Iran claim accelerates the debate
LONDON – Iran’s announcement on Tuesday that it has enriched uranium for the first time marks a small but significant advancement of its potential to build a nuclear bomb in the next five to 10 years, according to experts in nonproliferation.
Iran’s claims, which the experts regarded as credible, could dramatically complicate efforts by Europe and Russia to reach a diplomatic solution while lending a new sense of urgency to hawks in the United States and Israel pressing to keep military options open.
Having cleared a major initial hurdle in the nuclear-enrichment cycle, Iran next must devise ways of lengthening production, duplicating machinery and dispersing facilities around the country to make it far more difficult for a military strike to wipe out the program, experts said. They insisted that Iran has many major challenges ahead, and that much negotiating time remains.

- - - -

Task A
Retype the Iran enrichment article from "Iran’s claims, which" up to and including "negotiating time remains.".
Task B
According to the Iran enrichment article, whose diplomatic efforts could Iran's claims dramatically complicate?

- - - -

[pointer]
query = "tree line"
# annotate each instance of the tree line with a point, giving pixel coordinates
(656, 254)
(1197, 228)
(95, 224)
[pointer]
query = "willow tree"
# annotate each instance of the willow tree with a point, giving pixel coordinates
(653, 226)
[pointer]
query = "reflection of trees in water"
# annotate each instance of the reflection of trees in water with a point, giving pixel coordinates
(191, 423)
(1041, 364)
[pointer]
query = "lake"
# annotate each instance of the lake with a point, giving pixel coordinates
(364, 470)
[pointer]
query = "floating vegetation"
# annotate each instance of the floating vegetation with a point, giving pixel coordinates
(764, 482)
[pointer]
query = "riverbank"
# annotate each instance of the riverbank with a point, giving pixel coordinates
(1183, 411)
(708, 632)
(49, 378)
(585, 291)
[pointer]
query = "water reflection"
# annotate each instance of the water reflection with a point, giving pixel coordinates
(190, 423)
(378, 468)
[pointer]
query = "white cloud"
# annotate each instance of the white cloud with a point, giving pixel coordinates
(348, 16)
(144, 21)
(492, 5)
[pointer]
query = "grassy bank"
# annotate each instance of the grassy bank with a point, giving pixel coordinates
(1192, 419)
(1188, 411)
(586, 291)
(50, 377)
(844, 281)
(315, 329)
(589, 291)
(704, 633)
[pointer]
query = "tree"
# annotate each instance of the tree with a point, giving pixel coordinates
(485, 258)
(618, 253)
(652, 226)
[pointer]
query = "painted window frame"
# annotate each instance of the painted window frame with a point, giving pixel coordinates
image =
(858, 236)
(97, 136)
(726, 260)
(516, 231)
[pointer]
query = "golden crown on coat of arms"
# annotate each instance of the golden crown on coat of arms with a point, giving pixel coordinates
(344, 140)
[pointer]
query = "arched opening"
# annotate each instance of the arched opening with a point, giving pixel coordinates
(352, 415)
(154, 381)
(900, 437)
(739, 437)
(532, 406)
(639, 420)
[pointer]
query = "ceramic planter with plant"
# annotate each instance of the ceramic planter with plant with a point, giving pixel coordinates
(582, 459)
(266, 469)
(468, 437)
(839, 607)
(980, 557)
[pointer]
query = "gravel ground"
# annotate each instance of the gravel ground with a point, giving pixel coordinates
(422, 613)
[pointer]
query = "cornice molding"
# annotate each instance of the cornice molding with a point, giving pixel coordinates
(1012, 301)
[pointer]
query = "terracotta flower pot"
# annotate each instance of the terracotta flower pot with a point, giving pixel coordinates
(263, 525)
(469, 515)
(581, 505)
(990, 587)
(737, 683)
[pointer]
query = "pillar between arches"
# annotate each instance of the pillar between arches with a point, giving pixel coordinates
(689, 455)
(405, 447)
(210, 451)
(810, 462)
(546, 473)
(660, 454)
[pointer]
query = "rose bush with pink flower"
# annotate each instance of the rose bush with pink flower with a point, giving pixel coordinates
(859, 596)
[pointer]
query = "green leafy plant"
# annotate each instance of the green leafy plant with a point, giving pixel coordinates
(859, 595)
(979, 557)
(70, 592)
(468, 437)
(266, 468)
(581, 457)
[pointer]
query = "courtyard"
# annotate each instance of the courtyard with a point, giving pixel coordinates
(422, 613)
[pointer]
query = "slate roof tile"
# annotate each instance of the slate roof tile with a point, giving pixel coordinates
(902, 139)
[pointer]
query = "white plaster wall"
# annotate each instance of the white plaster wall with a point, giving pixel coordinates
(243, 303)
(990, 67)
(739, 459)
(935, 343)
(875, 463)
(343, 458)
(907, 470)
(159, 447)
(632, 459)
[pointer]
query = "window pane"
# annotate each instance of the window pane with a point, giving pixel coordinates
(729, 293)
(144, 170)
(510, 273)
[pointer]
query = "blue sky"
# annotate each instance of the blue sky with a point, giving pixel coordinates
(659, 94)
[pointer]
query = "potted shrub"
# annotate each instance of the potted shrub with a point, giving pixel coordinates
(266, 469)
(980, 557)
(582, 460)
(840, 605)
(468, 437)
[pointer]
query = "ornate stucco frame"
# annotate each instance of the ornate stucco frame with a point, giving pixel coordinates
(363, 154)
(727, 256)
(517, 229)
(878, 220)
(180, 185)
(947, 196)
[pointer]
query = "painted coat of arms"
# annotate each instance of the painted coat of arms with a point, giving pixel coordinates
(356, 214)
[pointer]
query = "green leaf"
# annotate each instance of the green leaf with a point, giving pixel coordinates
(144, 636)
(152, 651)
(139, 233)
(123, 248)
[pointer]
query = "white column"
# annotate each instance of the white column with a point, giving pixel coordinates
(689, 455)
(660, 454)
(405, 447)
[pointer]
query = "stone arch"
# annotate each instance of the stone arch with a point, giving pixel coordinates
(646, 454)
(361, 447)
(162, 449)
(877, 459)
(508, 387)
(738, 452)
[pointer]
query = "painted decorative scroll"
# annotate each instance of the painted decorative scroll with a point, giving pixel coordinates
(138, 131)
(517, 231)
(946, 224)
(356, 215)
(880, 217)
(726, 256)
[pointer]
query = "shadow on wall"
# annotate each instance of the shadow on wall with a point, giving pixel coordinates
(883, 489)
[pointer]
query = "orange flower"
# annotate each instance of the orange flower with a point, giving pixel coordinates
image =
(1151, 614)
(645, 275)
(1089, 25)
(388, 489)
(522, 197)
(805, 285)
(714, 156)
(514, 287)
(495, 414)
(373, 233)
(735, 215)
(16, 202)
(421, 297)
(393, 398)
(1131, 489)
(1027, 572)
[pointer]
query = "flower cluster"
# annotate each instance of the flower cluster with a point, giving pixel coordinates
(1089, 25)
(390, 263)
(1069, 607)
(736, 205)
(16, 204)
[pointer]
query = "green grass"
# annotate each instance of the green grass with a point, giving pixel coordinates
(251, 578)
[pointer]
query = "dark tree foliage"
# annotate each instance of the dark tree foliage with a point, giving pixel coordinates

- - - -

Task output A
Iran’s claims, which the experts regarded as credible, could dramatically complicate efforts by Europe and Russia to reach a diplomatic solution while lending a new sense of urgency to hawks in the United States and Israel pressing to keep military options open.
Having cleared a major initial hurdle in the nuclear-enrichment cycle, Iran next must devise ways of lengthening production, duplicating machinery and dispersing facilities around the country to make it far more difficult for a military strike to wipe out the program, experts said. They insisted that Iran has many major challenges ahead, and that much negotiating time remains.

Task output B
Europe and Russia's